## WORK TASK
Using the records below, output the stretch that opens with the line containing "Target: distant mountain ridge" and closes with the line containing "Target: feathery reed plume", exactly and including both lines, with nothing more.

———

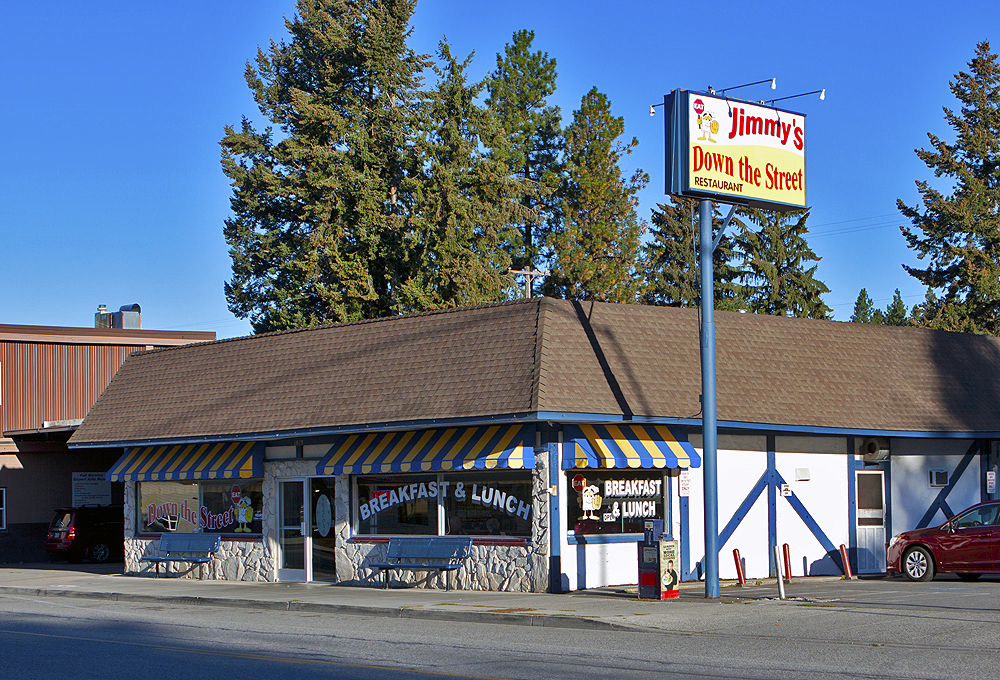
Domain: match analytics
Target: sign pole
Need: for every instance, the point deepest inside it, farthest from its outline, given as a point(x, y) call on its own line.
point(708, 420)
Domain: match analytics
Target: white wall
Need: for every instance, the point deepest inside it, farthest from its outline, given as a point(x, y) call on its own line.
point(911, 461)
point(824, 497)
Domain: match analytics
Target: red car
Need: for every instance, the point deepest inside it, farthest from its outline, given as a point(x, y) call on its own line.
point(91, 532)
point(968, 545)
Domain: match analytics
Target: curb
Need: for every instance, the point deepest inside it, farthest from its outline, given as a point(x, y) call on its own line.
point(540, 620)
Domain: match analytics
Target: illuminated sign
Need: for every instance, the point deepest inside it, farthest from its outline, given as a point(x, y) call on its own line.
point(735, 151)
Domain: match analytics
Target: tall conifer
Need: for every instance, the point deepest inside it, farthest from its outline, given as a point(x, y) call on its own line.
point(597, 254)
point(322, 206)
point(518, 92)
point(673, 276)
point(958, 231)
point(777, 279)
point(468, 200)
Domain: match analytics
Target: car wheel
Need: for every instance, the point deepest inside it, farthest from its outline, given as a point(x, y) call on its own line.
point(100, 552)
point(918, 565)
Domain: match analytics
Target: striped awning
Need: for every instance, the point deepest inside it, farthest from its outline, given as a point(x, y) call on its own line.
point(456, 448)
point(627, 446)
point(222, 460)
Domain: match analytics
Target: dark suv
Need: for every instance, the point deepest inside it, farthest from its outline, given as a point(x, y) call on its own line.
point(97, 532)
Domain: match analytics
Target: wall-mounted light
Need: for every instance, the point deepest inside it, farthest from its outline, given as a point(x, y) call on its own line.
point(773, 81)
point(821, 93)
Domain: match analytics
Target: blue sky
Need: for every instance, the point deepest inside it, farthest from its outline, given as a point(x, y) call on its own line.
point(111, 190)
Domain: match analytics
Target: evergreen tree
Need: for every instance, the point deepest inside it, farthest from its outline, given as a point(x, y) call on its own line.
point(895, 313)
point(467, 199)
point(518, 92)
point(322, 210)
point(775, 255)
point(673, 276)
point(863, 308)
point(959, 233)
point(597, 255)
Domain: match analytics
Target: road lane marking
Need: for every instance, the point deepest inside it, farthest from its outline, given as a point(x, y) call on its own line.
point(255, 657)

———

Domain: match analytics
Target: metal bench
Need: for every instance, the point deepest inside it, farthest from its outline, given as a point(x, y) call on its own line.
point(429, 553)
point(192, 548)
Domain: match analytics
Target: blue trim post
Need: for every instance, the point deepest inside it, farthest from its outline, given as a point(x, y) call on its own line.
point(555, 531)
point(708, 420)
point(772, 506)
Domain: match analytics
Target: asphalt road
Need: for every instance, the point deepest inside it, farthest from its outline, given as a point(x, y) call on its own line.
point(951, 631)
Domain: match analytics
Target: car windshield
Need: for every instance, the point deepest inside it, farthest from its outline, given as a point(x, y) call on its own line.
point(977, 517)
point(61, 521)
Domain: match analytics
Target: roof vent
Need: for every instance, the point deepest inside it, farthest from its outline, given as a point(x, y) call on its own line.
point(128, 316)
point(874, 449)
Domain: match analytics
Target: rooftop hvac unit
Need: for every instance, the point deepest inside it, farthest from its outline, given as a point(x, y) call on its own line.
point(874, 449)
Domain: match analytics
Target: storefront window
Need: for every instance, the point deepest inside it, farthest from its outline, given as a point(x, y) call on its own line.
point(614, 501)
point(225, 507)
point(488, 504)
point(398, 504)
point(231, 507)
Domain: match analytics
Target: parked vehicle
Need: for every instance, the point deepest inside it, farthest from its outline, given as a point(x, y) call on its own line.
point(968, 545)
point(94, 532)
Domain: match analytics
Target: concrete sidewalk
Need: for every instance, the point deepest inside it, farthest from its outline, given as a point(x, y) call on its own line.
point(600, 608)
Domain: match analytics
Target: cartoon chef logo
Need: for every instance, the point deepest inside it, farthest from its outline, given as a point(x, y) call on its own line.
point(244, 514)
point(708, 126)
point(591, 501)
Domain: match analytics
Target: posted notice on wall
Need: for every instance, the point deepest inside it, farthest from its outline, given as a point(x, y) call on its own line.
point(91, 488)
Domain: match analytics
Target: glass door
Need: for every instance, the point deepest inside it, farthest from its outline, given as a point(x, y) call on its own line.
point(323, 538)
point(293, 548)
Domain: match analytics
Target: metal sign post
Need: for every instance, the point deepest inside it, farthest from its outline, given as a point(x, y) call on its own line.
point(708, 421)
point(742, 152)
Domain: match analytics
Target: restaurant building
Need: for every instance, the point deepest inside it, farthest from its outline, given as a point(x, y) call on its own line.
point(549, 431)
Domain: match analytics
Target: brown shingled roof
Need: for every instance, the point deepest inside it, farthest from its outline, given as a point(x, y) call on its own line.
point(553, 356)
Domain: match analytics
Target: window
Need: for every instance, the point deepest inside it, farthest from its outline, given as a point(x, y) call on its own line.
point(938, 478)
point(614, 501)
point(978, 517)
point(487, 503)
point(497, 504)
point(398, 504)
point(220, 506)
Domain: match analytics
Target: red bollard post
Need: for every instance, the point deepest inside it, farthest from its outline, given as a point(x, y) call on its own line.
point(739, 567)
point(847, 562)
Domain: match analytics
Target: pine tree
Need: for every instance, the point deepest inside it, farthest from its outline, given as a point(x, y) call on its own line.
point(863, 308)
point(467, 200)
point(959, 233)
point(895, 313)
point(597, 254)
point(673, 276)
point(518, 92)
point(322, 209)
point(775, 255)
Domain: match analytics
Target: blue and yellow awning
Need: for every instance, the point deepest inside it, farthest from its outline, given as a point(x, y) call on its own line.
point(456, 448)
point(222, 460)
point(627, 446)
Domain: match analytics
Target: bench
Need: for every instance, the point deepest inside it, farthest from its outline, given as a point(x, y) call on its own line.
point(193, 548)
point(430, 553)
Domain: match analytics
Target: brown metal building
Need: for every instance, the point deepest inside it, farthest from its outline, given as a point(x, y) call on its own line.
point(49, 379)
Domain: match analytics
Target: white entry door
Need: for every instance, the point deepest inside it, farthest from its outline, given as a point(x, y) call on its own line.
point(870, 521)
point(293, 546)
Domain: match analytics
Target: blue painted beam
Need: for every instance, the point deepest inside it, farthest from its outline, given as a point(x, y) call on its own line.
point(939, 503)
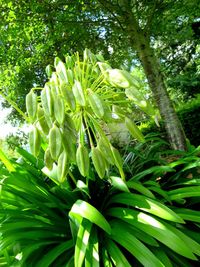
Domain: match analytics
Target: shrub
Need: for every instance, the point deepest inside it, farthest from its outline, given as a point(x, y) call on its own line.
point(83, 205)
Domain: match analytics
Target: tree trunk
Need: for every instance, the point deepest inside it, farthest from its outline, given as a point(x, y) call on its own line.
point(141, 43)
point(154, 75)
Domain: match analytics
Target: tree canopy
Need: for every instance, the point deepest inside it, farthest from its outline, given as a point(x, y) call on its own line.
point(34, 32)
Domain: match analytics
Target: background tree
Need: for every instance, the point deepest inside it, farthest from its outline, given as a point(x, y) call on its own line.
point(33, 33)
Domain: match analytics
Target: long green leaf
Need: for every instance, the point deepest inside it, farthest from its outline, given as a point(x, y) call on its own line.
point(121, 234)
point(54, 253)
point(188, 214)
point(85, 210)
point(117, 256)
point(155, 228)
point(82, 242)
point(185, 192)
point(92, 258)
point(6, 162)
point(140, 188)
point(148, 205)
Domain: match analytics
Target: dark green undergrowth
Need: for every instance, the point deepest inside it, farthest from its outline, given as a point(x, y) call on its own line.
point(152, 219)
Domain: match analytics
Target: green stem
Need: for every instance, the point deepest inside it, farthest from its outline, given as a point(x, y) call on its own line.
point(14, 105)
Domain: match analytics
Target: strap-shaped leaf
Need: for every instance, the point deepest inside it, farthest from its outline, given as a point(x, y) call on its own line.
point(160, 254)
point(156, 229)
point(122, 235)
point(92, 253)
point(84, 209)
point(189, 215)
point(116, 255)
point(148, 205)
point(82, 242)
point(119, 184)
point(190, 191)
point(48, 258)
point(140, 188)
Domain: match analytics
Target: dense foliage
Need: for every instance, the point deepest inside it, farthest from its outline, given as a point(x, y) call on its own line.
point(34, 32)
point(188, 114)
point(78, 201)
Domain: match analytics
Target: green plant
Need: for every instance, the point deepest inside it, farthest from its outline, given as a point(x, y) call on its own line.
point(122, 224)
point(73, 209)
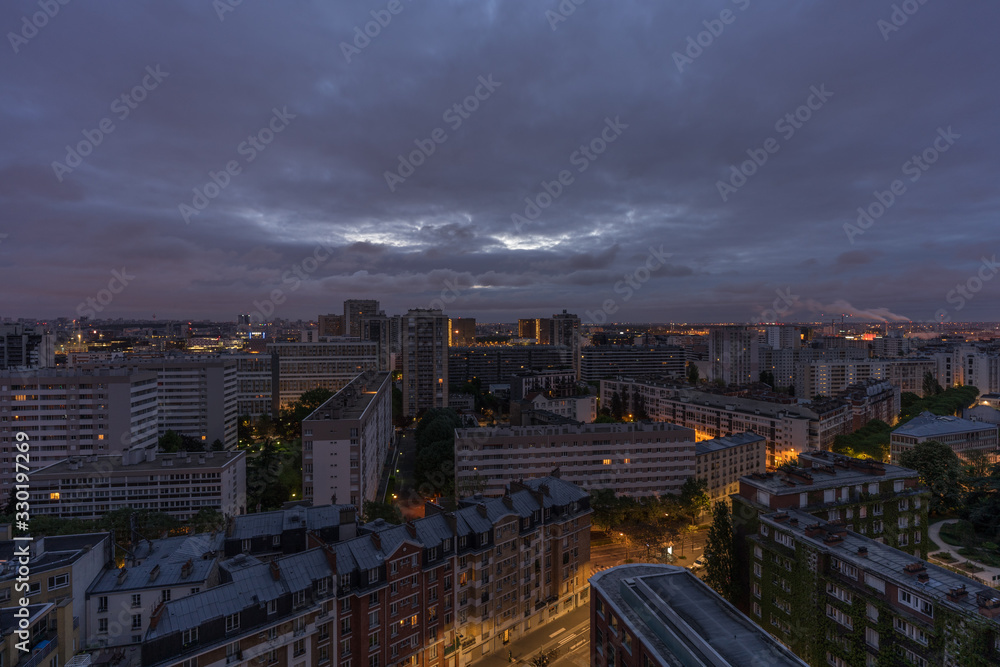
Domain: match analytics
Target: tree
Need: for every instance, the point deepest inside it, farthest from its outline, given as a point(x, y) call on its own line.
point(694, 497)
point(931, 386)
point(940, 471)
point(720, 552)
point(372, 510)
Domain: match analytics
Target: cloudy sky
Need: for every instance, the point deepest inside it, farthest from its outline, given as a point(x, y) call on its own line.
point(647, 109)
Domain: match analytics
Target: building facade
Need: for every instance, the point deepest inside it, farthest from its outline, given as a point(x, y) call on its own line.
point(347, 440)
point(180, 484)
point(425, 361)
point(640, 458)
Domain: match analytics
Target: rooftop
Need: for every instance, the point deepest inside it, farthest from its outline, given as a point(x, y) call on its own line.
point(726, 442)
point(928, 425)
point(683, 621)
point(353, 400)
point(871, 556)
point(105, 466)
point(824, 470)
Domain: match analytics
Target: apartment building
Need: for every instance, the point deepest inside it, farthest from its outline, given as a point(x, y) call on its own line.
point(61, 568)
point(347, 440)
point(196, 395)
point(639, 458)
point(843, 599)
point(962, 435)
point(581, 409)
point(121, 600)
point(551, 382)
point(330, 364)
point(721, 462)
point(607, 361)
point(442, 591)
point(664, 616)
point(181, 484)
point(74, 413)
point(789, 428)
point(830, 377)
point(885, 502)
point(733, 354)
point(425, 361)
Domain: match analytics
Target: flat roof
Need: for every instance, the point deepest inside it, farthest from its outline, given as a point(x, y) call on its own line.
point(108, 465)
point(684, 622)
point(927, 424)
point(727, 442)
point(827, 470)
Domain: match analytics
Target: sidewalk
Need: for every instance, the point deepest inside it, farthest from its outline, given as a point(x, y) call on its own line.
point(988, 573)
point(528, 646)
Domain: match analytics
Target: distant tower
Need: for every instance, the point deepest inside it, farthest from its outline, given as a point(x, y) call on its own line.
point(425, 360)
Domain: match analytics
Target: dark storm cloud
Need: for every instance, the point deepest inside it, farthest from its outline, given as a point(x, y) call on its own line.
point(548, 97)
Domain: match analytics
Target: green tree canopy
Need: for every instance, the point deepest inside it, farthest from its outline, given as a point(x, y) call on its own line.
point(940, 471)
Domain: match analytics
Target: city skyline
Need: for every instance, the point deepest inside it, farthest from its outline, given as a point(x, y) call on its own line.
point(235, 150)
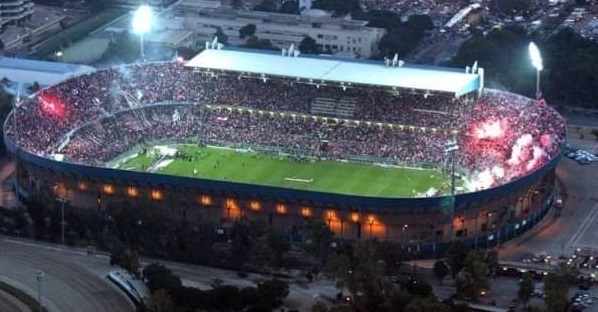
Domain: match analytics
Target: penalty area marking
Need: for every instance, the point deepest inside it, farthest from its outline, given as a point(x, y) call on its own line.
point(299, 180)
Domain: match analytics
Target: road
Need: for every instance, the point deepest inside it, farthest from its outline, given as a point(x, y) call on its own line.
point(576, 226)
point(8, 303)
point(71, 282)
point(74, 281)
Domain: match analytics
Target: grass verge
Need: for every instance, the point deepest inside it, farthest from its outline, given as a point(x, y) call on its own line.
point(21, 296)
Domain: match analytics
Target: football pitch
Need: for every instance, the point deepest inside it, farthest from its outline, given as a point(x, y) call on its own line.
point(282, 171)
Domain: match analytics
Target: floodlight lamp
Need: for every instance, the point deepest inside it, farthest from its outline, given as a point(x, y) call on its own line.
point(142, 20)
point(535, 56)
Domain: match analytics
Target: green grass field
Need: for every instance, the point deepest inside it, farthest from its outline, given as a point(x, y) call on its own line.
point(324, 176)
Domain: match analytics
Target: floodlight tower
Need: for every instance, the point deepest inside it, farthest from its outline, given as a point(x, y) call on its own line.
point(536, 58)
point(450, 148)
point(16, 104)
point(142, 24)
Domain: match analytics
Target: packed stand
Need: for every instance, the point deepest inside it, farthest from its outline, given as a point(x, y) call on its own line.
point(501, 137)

———

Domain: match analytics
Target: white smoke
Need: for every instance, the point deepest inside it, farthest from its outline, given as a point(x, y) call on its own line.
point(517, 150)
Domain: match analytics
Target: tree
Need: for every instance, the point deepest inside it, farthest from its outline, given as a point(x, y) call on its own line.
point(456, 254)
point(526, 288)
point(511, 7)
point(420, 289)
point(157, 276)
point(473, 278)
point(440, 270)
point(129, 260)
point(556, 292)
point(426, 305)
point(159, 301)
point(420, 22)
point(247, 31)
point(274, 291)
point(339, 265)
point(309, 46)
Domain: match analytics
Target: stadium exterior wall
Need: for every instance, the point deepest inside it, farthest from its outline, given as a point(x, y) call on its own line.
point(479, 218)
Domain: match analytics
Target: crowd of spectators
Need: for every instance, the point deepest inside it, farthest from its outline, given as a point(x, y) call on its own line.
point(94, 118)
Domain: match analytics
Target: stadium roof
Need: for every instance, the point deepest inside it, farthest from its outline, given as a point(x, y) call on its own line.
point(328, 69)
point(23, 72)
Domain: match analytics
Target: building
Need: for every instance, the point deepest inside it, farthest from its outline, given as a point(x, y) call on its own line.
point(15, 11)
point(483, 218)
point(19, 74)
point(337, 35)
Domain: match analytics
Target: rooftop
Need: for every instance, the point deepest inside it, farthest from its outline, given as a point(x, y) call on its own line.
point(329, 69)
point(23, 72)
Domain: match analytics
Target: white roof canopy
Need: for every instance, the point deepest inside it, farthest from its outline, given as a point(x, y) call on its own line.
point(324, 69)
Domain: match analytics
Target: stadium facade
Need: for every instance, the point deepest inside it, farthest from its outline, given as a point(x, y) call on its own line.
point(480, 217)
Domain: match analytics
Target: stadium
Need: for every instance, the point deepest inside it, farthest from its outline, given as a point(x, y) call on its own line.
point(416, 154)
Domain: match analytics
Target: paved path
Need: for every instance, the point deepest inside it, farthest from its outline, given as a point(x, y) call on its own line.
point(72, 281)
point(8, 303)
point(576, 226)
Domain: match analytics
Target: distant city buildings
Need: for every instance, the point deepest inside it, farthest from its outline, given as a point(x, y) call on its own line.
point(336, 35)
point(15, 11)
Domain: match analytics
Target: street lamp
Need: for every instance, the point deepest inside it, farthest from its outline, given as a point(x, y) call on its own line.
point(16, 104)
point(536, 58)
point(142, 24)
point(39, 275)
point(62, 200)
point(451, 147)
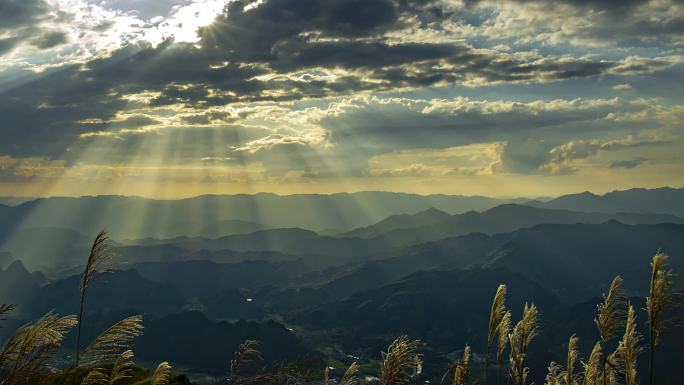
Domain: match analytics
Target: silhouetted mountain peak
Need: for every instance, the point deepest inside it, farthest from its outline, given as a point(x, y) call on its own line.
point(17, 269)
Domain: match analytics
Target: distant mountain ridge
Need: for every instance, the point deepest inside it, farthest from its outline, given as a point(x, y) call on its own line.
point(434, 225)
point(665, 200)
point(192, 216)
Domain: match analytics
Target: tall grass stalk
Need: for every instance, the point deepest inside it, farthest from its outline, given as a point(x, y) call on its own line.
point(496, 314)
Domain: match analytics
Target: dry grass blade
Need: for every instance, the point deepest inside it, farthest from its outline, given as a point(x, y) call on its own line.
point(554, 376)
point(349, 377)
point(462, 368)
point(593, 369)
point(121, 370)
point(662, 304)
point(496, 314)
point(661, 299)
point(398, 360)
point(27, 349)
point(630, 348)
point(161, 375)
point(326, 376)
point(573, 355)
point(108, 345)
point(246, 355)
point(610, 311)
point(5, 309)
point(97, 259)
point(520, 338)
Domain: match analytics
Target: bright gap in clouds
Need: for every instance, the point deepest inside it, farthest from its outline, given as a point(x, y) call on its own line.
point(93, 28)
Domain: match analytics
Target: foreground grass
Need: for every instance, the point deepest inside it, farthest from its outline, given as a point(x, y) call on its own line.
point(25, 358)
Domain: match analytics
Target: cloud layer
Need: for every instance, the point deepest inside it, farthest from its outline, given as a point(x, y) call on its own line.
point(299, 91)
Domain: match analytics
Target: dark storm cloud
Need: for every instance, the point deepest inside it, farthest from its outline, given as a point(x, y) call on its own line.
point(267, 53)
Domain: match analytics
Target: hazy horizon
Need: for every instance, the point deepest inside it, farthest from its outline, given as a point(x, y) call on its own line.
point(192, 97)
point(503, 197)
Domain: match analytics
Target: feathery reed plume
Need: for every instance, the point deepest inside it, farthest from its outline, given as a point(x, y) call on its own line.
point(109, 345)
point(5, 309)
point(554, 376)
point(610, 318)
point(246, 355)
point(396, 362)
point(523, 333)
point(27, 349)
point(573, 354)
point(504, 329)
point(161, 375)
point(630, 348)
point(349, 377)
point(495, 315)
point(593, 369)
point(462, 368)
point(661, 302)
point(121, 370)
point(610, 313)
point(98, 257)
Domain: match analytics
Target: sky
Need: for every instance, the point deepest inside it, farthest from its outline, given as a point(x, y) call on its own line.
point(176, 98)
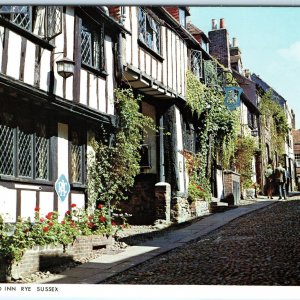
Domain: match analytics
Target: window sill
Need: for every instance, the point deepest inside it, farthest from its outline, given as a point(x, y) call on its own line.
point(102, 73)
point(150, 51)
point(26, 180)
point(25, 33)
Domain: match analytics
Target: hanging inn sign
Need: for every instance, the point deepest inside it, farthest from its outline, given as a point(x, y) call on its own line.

———

## YOUR SOLUTION
Target: distant mountain ridge
Need: for every instance, the point deepest inside it, farthest from its outline, given as a point(x, y) call on its own line.
point(434, 225)
point(665, 200)
point(192, 216)
Domain: match analytics
Target: tall grass stalk
Need: for every instance, the point deepest inside it, farthest from its outline, given as a point(x, y) call on its own line.
point(496, 314)
Domain: match analytics
Target: dry grass blade
Need: for every instance, the point deepest inside it, farthest from its outline, given as a point(x, y) call on its own line.
point(554, 376)
point(349, 377)
point(462, 368)
point(593, 369)
point(121, 370)
point(662, 304)
point(496, 314)
point(661, 299)
point(398, 360)
point(27, 349)
point(630, 348)
point(161, 375)
point(326, 376)
point(573, 355)
point(108, 345)
point(246, 355)
point(610, 311)
point(5, 309)
point(97, 259)
point(520, 338)
Domain: match analytics
Target: bright gap in clouds
Need: for every instance, the point deepest inside it, farthest from its outline, given as a point(x, y) call on its own line.
point(93, 28)
Domain: match analytics
Target: foreground grass
Need: for every instance, the point deepest inside it, farthest from its outline, given as a point(x, y) call on its own line.
point(25, 358)
Domain: match analytics
Target: cloud layer
Need: for every instance, the point deepest inside it, farthest from its outline, given as a point(x, y) call on its own line.
point(299, 91)
Domain: match analytics
Target: dark storm cloud
Need: for every instance, the point deepest inside it, farthest from its outline, given as a point(x, y) call on its own line.
point(267, 53)
Domain: match analytics
Target: hazy horizon
Need: for every instance, the point deepest inside it, farthest from its outline, given as a point(x, y) call on its own line.
point(192, 97)
point(503, 197)
Domain: match analytics
Target: feathery reed plume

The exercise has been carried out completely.